+++ Raw records +++
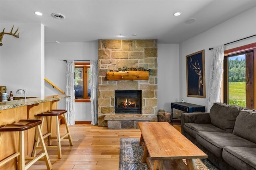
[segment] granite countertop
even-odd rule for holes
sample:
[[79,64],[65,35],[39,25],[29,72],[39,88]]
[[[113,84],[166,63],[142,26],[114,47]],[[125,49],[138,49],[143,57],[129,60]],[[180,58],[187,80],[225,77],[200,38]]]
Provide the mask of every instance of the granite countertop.
[[48,96],[45,96],[44,98],[28,97],[26,101],[24,99],[20,99],[7,102],[0,102],[0,110],[57,100],[70,97],[70,96],[67,95]]

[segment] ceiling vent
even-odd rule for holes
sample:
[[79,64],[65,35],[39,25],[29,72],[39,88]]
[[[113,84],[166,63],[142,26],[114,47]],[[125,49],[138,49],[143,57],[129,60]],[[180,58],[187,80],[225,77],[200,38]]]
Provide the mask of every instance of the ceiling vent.
[[52,13],[52,16],[58,20],[63,20],[66,18],[64,15],[60,13]]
+++
Short problem:
Rewrite all of the lines above, changing every "ceiling vent" to "air vent" and keeping everything else the same. Leave out the pictures.

Solution:
[segment] granite countertop
even-odd rule for holes
sample:
[[79,64],[65,35],[39,25],[29,72],[39,88]]
[[[113,84],[166,63],[142,26],[114,47]],[[125,49],[138,49],[143,57],[129,60]],[[180,58],[187,80],[225,77],[200,38]]]
Provide the mask of every instance of the granite countertop.
[[48,96],[45,96],[44,98],[28,97],[26,101],[24,99],[20,99],[7,102],[0,102],[0,110],[57,100],[70,97],[70,96],[67,95]]

[segment] air vent
even-odd rule for holes
sample:
[[79,64],[65,35],[39,25],[29,72],[39,88]]
[[[113,84],[166,63],[142,26],[114,47]],[[125,49],[138,49],[143,57],[129,60]],[[180,58],[187,80],[225,77],[200,38]]]
Provide the mask of every instance of the air vent.
[[52,13],[52,16],[58,20],[63,20],[66,18],[64,15],[60,13]]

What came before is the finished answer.